### EXCERPT PROVIDED:
Skip to main content

Perform cross-validation on MIL data using sklearn. Assume single-instance inference for the bag label

Project description

Bag cross validation

Introduction

Multiple instance labeling (MIL) refers to labeling data arranged in sets, or bags. In MIL supervised learning, labels are known for bags of instances, and the goal is to assign bag-level labels to unobserved bags.

A simple solution to the MIL problem is to treat each instance in a bag as a single instance (SI) that inherits the label of its bag. Each SI in a bag are labeled with a single-instance estimator, and the bag label is reduced from some metric (mode, threshold, presence) of the SI observations. Official terms include presence based, threshold based, or count based concepts (see A two-level learning method for generalized multi-instance problems by Weidmann Nils et. al.).

This package fits into Scikit-learn cross-validation framework, and allows us to use traditional single-instance classifiers to predict on bag-level data for multiple instance labeling.

This package supports:

  1. The usage of scikit-learn estimators in a cross-validation framework for multiple-instance-labeling with bag-label inference from single-instance labels
  2. The use of scikit-learn evaluation metrics with cross-evaluation measured against the MIL problem

Motivation

scikit-learn is a popular tool for data analysis, and includes APIs for SI estimators. It includes a convenient API for evaluating SI estimators, namely cross_validate

This package uses sklearn's cross_validate method and extends it to MIL for SI estimators.

Usage example

# Python imports

# Third party imports
import numpy as np
from sklearn.metrics import accuracy_score, precision_score, jaccard_score
from sklearn.model_selection import ShuffleSplit
from sklearn.dummy import DummyClassifier
from sklearn.neighbors import RadiusNeighborsClassifier
from sklearn.metrics import make_scorer

# Local imports
from bag_cross_validate import cross_validate_bag, BagScorer, bags_2_si

# Global definitions

#%%

# Create some dummy data
"""Generate some dummy data
Create bags and single-instance data
A set of bags have a shape [n x (m x p)], and can be through of as an
array of bag instances.
n is the number of bags
m is the number of instances within each bag (this can vary between bags)
p is the feature space of each instance"""

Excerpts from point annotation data
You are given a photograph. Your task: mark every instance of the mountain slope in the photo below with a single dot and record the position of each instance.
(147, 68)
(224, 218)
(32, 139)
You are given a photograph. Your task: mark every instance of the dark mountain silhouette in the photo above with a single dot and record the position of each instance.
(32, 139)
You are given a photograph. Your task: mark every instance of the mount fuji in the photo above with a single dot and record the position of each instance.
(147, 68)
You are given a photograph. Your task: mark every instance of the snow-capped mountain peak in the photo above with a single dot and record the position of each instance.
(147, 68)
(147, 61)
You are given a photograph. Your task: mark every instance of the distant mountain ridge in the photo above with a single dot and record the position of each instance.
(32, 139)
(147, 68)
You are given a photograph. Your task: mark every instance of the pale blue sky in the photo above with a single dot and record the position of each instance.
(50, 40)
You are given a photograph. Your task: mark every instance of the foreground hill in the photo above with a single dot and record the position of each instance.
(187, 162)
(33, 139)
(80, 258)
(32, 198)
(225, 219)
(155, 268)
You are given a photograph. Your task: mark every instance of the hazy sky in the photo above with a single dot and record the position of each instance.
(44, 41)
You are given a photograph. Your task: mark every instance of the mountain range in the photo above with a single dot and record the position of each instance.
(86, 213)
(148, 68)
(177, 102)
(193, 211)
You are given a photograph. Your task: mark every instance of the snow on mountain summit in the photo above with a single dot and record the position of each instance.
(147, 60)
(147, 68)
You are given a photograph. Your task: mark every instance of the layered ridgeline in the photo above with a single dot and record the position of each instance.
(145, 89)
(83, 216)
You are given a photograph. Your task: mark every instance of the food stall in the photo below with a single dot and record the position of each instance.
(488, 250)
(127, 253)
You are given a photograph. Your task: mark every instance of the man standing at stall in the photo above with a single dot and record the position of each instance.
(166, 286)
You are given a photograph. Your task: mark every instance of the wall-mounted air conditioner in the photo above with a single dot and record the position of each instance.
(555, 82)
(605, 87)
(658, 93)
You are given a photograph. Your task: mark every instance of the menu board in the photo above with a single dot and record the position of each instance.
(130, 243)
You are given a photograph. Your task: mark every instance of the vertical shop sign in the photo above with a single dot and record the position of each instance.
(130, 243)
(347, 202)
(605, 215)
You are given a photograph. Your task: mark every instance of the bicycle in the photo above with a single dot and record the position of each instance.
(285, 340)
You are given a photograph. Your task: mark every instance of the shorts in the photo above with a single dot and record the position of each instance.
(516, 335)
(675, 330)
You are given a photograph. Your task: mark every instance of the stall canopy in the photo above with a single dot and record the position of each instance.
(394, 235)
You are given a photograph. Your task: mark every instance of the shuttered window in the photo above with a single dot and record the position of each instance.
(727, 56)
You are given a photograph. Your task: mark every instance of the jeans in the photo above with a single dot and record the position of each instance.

### STATED PROBLEM A:
In the bag cross-validation page, which scikit-learn method does the package extend to multiple instance labeling?
### STATED PROBLEM B:
Please carry on the bag cross-validation page from the point where it ends.
These records were taken from a separate source.

### EXERCISE ANSWER A:
The package extends sklearn's cross_validate method.

### EXERCISE ANSWER B:
n_bags = 1000
m_instances = 8 # Static number of bags
p = 5
bags = []
# 25% negative class, 75% positive class
# Bags are created with random data, of shape (n, (m,p))
labels = np.concatenate((np.ones(int(n_bags*0.5)),
                         np.zeros(int(n_bags*(1-0.5))),
                         ))
bags = np.random.randint(low=0, high=2, size=(n_bags, m_instances, p))
print("This is what a bag looks like: \n{}".format(bags[0]))

# Split dummy dataset dataset
rs = ShuffleSplit(n_splits=1, test_size=0.2, train_size=0.8)
train_index, test_index = next(rs.split(bags, labels))
train_bags, train_labels = bags[train_index], labels[train_index]
test_bags, test_labels = bags[test_index], labels[test_index]
        
# Create an estimator
dumb = DummyClassifier(strategy='constant', constant=1)
radiusNeighbor = RadiusNeighborsClassifier(weights='distance', 
                                           algorithm='auto',
                                           p=1, # Manhattan distance
                                           )

# Create an evaluation metric
# Multiple evaluation metrics are allowed
accuracy_scorer = make_scorer(accuracy_score)
bagAccScorer = BagScorer(accuracy_scorer) # Accuracy score, no factory function
precision_scorer = make_scorer(precision_score, average='binary')
bagPreScorer = BagScorer(precision_scorer)
jaccard_scorer = make_scorer(jaccard_score, average='binary')
bagJacScorer = BagScorer(jaccard_scorer)
scoring = {'bag_accuracy':bagAccScorer,
           'bag_precision':bagPreScorer,
           'bag_jaccard':bagJacScorer,
           }


#%%

# Cross validate the dummy data and estimator
result_dumb = cross_validate_bag(estimator=dumb, 
                            X=train_bags, 
                            y=train_labels, 
                            groups=None, 
                            scoring=scoring, # Custom scorer... 
                            cv=2,
                            n_jobs=3, 
                            verbose=0, 
                            fit_params=None,
                            pre_dispatch='2*n_jobs', 
                            return_train_score=False,
                            return_estimator=False, 
                            error_score=np.nan)

result_neighbor = cross_validate_bag(estimator=radiusNeighbor, 
                            X=train_bags, 
                            y=train_labels, 
                            groups=None, 
                            scoring=scoring, # Custom scorer... 
                            cv=3,
                            n_jobs=2, 
                            verbose=0, 
                            fit_params=None,
                            pre_dispatch='2*n_jobs', 
                            return_train_score=False,
                            return_estimator=False, 
                            error_score=np.nan)

# Display the results
msg=("\nOur dummy estimator tried his best, and predicted {} percent of bags " 
    "correctly")
msg = msg.format(result_dumb['test_bag_accuracy'])
print(msg)

msg=("\nOur neighbor estimator didnt fair well either, and predicted {} percent "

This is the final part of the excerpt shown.